>> START

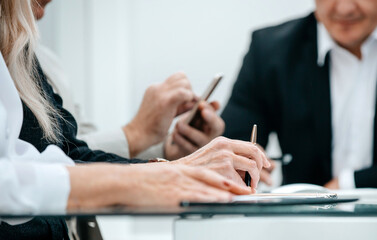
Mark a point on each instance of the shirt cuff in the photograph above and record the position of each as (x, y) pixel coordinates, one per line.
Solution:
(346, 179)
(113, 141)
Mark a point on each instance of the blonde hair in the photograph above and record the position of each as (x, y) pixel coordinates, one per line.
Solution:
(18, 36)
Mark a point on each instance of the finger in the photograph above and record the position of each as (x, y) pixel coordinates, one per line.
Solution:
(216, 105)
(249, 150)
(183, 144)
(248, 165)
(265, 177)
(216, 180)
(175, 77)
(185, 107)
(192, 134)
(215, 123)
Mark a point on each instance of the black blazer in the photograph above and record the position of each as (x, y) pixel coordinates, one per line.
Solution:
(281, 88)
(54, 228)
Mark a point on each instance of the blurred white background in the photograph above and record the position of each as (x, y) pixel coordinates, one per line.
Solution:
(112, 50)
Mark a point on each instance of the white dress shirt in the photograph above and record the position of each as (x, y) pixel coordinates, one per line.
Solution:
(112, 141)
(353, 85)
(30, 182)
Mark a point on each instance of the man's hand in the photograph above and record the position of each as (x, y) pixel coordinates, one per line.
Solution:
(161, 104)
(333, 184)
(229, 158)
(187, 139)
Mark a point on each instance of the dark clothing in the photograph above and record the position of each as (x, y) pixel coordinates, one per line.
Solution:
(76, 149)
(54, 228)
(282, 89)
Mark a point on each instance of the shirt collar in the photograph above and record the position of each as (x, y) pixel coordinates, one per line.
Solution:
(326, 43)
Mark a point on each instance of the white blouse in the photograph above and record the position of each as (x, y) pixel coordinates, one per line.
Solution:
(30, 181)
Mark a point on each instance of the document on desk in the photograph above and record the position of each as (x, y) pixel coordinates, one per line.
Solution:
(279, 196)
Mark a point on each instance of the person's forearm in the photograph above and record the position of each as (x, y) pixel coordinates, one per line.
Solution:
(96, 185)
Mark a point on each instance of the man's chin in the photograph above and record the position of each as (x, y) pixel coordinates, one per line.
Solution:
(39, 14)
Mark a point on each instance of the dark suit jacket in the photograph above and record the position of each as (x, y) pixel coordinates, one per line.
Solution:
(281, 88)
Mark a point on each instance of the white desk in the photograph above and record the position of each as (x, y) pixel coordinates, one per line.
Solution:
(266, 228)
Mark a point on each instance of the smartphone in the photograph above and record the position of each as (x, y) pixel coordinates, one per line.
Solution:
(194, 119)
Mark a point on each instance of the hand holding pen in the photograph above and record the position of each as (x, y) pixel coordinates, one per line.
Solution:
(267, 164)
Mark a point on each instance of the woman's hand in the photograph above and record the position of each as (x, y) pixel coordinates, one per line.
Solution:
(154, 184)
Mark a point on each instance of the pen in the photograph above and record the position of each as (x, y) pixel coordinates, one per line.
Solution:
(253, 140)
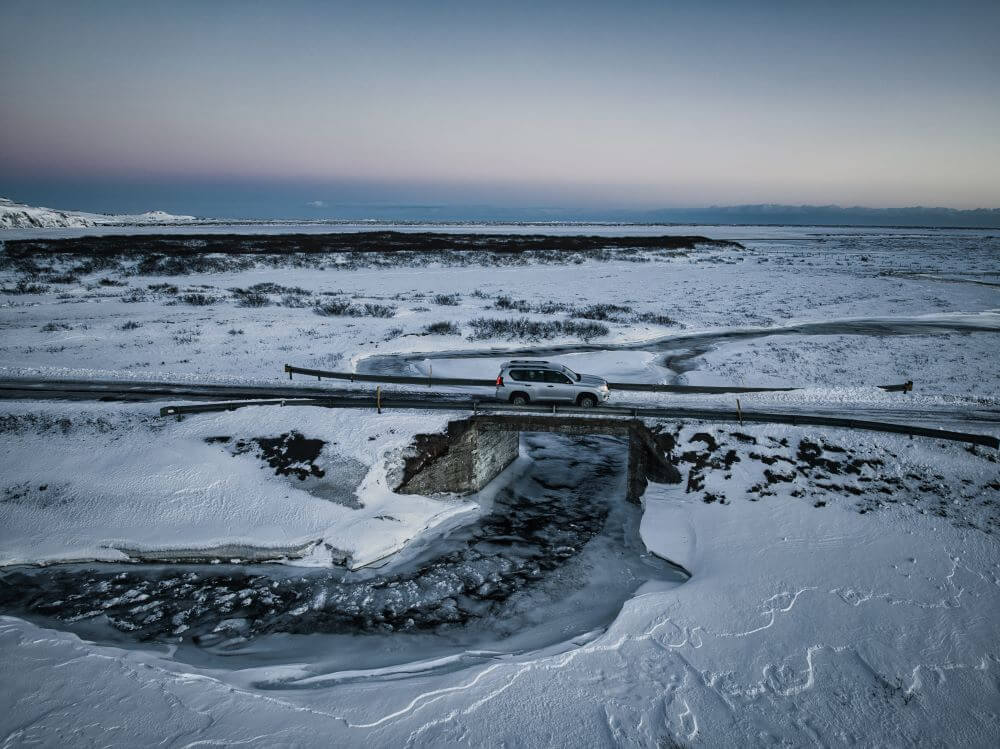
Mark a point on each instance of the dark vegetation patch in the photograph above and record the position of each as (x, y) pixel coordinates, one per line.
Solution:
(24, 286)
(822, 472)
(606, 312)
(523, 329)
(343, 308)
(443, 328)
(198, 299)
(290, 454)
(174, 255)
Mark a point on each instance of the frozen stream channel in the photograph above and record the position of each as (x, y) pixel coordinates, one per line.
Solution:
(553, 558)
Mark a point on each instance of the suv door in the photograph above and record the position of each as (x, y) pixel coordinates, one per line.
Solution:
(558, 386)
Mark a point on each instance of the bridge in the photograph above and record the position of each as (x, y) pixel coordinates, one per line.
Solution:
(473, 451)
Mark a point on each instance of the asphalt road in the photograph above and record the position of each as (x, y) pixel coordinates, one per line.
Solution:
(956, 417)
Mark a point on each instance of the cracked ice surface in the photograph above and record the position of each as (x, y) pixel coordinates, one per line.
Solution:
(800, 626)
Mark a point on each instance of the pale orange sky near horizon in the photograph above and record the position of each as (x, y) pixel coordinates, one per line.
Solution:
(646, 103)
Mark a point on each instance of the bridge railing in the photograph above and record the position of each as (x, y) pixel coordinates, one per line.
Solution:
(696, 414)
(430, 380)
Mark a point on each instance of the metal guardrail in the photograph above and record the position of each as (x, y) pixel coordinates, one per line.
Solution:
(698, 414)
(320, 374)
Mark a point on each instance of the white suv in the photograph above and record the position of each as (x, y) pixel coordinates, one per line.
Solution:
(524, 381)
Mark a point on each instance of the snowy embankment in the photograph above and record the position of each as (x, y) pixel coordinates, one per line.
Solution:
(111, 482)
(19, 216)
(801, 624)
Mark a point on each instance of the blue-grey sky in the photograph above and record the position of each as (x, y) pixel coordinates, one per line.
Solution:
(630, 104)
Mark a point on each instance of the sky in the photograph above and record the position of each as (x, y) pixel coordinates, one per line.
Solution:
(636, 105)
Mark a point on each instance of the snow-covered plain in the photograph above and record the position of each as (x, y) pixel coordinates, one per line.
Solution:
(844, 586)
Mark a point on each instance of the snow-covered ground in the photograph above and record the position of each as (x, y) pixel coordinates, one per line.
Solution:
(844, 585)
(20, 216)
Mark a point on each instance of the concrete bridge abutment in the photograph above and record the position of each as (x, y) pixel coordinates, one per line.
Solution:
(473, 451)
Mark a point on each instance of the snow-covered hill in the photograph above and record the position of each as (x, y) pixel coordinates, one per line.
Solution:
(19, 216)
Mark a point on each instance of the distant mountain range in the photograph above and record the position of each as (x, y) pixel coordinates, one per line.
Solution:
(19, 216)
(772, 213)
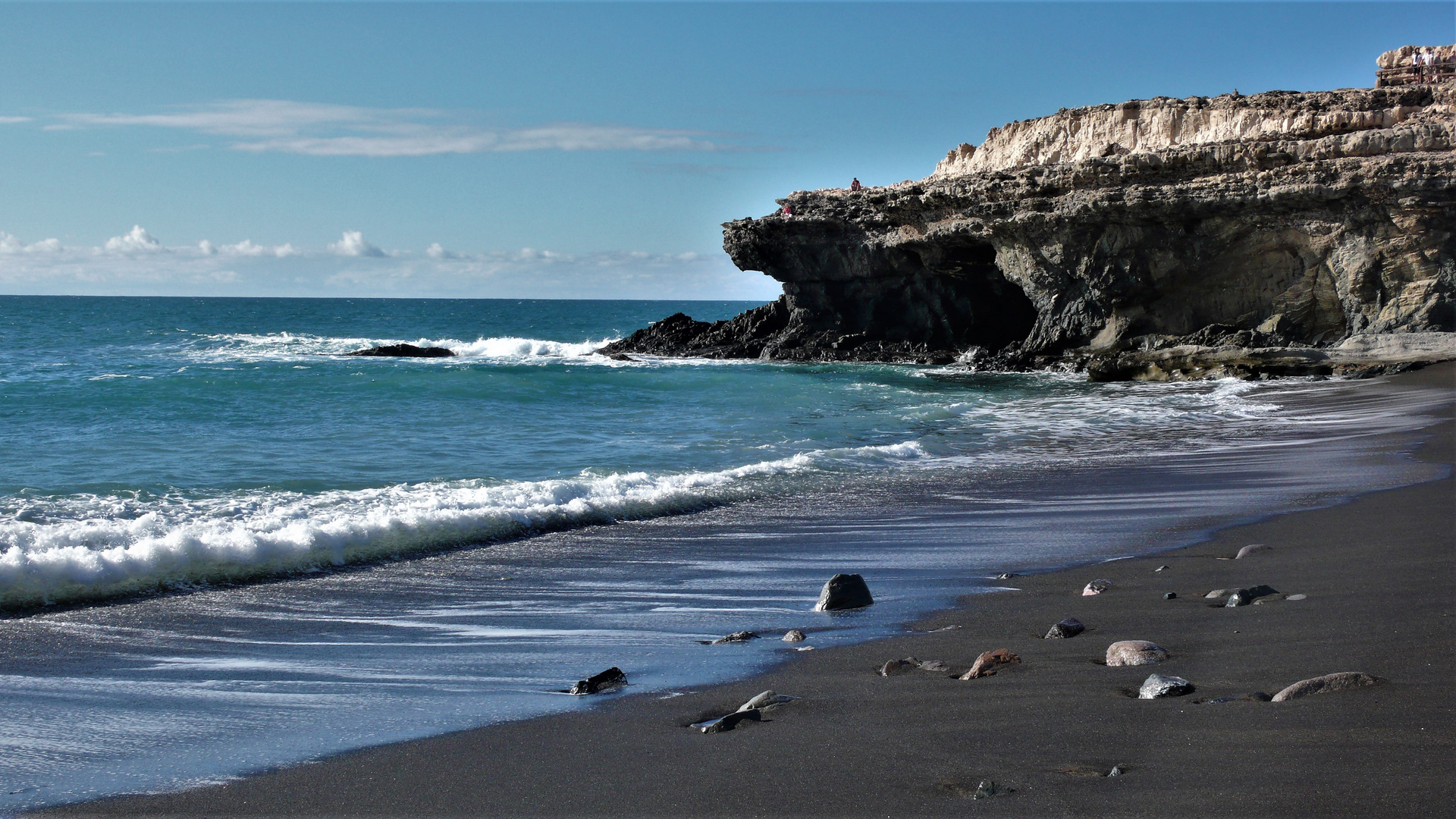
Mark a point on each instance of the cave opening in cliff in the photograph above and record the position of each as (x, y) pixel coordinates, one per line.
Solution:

>> END
>> START

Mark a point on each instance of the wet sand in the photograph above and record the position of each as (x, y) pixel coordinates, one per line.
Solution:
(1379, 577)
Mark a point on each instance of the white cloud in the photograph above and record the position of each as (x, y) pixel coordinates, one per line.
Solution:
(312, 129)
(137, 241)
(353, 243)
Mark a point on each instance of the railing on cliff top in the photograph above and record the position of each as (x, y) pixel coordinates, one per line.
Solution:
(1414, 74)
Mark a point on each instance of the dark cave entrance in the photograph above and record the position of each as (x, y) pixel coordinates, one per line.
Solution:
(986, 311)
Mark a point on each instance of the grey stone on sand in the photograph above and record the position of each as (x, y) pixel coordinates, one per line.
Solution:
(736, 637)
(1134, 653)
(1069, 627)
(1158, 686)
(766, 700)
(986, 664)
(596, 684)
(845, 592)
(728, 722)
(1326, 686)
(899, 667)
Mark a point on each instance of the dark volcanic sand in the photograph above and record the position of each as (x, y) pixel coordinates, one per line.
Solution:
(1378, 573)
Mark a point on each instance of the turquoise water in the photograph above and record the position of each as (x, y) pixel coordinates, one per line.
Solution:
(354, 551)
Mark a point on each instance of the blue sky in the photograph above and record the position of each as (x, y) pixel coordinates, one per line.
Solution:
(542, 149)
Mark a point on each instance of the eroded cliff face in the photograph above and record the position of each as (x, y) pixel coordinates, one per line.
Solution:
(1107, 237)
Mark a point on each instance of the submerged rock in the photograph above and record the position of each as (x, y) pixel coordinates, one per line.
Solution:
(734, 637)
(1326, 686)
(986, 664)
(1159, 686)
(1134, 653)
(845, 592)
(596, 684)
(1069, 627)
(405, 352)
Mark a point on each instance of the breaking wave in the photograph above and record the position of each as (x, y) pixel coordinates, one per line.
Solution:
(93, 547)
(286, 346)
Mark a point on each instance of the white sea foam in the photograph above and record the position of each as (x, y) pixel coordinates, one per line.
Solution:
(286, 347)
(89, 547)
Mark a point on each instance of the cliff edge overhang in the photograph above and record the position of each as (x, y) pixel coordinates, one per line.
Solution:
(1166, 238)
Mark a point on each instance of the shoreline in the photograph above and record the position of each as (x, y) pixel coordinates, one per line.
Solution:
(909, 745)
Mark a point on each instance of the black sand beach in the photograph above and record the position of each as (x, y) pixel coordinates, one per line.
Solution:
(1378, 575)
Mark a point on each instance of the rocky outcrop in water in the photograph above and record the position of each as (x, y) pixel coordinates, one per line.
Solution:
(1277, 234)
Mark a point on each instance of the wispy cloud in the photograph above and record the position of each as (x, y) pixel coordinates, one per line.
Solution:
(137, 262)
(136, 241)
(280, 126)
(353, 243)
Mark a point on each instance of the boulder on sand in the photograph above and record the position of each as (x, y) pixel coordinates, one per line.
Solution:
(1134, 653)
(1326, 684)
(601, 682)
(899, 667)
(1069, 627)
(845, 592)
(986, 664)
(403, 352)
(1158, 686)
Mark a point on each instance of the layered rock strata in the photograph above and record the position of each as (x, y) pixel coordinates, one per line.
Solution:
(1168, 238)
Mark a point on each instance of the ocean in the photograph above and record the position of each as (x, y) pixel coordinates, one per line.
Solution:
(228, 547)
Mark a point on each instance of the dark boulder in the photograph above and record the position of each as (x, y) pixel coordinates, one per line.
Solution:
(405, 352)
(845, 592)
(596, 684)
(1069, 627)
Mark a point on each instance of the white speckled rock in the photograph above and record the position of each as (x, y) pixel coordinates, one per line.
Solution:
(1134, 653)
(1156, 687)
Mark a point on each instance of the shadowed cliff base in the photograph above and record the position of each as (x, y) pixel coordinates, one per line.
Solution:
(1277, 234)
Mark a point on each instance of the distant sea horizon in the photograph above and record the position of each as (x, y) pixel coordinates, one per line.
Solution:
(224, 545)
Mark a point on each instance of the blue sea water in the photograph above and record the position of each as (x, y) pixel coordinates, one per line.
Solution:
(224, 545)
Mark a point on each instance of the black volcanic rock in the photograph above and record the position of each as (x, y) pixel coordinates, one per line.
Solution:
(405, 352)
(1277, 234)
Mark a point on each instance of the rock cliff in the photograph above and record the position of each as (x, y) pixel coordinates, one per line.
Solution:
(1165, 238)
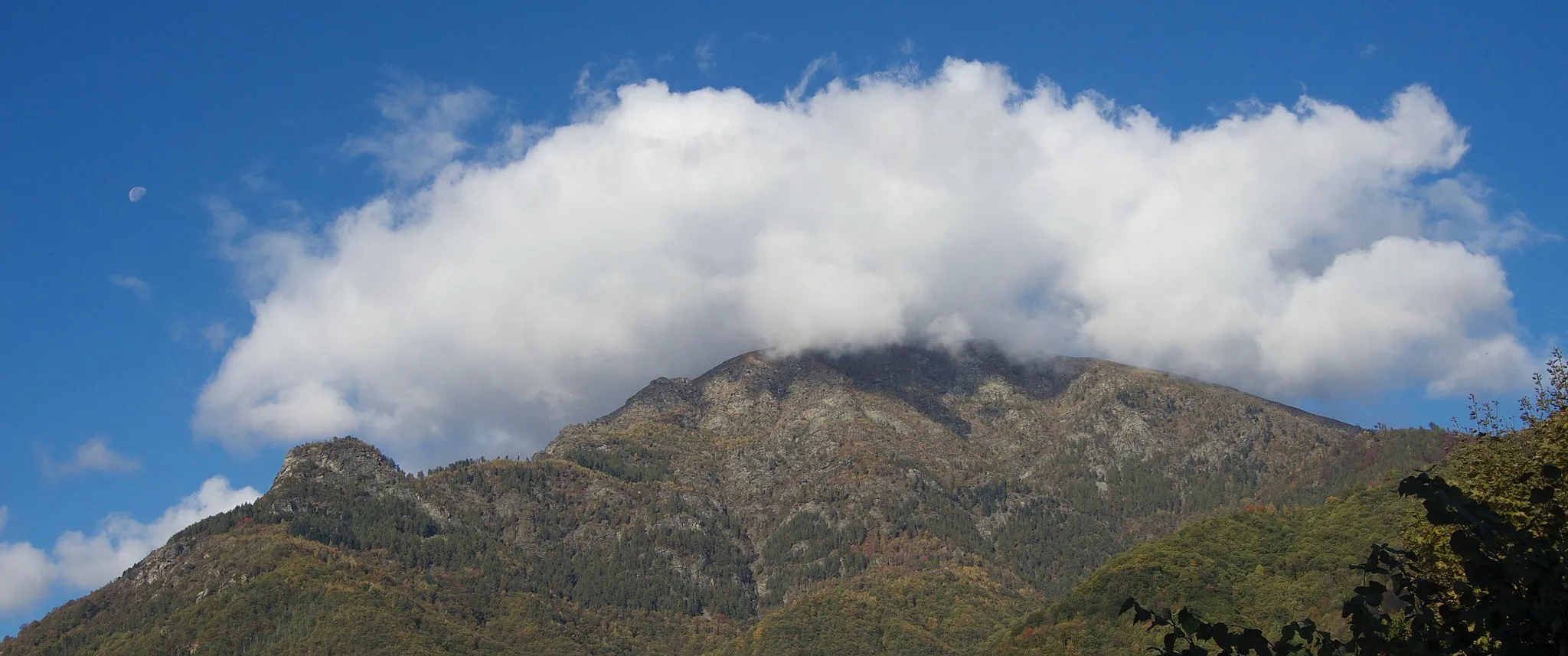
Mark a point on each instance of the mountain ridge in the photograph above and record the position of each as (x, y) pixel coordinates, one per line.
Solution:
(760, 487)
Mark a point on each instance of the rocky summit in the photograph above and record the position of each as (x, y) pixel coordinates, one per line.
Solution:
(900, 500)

>> END

Please list every line in the rows above that contains the word "cloud", copying each such line in full.

Mark a point on each instance of the white cloud in the photograph above and record the position of each as (x, y) pixel coordinates, one per line.
Mark a point on each instance of the wispy cloud in the photograph above and record the position of each as (x, y) pixel coordinates, one per line.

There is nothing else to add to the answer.